::: PASSAGE GIVEN :::
# So it begins... snow...................



## woodsman23 (Oct 27, 2011)




----------



## Drew1024 (Oct 27, 2011)

Any bass in that pond?


----------



## Murphy118 (Oct 27, 2011)

I'm just a bit south of you,,,,,, personally I can't wait for it,,, I love snow,,,,,,,

BTW,,, looks like a beautiful ranch you got there,,,,


John


----------



## woodsman23 (Oct 27, 2011)

Many many bass, up to 6lbs...   sorry mods i should have placed this in the pic forum...


----------



## Drew1024 (Oct 27, 2011)

Nice. Always wanted to build a pond in my yard. I live on 4 open acres but never pulled the trigger.


----------



## jtakeman (Oct 27, 2011)

Nice!(if you like that stuff)!


----------



## PJPellet (Oct 27, 2011)

Hey you must live near me.  I'm near Wayland.


----------



## Drew1024 (Oct 27, 2011)

Believe it or not, there are rednecks in New Jersey who like to fish, hunt, drive a pick up, and listen to Country music. And I am one of them!  Hysterical, I know!


----------



## SmokeyTheBear (Oct 27, 2011)

I don't need to see that.


----------



## cold front (Oct 27, 2011)

Yeah I'm getting it too. its a higher elevation snow


----------



## jtakeman (Oct 27, 2011)

Ah crap! its starting here too!  :sick:


----------



## fossil (Oct 27, 2011)

woodsman23 said:
			
		

> ...sorry mods i should have placed this in the pic forum...



I think it would be more appropriate over there.  Hang on, here we go....


----------



## hossthehermit (Oct 27, 2011)

Glad I'm in the tropical part of New England.


----------



## smokinj (Oct 27, 2011)

Wow, I need to put the plow on!


----------



## bogydave (Oct 27, 2011)

Great pictures.
Those trees & bushes with leaves are going to get their branches stretched & strength tested.
We can get ours at anytime.


----------



## Backwoods Savage (Oct 27, 2011)

smokinjay said:
			
		

> Wow, I need to put the plow on!



No worries yet Jay. We have sleet in the forecast here. Nothing yet but we'll see about later tonight. Snow to our north but no snow plowing needs to be done for a while. This is much too early for that.
::: SUPPLIED INFORMATION :::
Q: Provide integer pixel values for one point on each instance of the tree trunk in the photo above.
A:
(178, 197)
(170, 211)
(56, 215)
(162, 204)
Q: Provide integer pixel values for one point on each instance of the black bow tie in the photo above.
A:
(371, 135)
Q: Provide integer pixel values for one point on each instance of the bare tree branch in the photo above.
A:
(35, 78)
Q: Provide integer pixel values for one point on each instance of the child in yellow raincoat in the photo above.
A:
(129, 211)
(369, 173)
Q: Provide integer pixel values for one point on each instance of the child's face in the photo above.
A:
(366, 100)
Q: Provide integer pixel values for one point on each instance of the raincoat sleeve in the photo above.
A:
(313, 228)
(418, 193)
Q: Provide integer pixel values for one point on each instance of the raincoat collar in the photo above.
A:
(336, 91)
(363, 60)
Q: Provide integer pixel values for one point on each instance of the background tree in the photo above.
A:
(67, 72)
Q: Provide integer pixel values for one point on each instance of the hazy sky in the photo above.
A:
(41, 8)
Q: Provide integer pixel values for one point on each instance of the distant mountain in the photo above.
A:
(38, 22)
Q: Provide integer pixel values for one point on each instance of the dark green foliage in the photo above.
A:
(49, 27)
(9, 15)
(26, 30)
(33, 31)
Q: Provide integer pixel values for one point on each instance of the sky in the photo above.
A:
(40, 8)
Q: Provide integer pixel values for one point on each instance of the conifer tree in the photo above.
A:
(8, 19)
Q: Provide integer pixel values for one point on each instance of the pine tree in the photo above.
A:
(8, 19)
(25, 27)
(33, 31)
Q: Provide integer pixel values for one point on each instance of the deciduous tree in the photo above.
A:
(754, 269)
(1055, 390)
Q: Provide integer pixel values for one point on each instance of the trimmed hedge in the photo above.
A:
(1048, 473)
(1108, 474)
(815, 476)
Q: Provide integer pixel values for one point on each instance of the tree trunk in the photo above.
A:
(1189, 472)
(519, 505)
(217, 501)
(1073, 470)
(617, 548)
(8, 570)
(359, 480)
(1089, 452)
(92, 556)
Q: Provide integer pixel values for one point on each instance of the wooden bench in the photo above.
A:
:::
■ PROBLEMS TO WORK ON:
- a) Reproduce the stretch of the snow thread from "Many many bass, up" through "pulled the trigger.".
- b) In the snow thread, how big does woodsman23 say the bass in the pond get?
The lines are separate material and have nothing to do with the snow thread.

■ ANSWERS BELOW:
- a)
Many many bass, up to 6lbs...   sorry mods i should have placed this in the pic forum...


----------



## Drew1024 (Oct 27, 2011)

Nice. Always wanted to build a pond in my yard. I live on 4 open acres but never pulled the trigger.

- b) Up to 6 lbs.